▶ Given exercise
Copy out every line in the listing below that contains the word "bare".

▶ The data
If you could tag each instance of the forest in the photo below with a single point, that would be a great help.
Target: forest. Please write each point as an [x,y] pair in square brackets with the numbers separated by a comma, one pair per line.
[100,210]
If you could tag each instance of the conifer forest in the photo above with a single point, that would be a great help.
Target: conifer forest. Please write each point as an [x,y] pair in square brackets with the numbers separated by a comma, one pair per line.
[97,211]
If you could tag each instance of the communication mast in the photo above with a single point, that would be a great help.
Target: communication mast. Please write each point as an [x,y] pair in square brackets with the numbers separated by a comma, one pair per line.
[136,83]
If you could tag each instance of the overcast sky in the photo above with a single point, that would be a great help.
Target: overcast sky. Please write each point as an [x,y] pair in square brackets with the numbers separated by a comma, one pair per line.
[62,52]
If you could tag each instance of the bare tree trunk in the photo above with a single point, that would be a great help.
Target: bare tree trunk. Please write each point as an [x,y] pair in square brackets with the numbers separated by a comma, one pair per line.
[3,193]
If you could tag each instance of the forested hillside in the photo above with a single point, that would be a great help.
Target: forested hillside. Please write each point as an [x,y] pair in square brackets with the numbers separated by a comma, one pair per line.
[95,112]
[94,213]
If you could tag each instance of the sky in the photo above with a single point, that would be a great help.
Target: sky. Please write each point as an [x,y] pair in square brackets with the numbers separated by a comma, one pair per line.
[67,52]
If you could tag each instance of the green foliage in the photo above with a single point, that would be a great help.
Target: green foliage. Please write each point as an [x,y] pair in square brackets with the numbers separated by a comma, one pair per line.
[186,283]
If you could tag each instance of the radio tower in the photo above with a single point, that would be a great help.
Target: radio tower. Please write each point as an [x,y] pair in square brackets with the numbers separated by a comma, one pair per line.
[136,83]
--
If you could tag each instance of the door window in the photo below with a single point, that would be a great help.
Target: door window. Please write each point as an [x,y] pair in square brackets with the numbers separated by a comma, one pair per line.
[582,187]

▶ Final answer
If you could tag each instance of the bare tree trunk in the photo above with a single point, that would be a great help.
Target: bare tree trunk. Please write each point as an [x,y] pair in square brackets with the numbers separated by a comma, one pair per line.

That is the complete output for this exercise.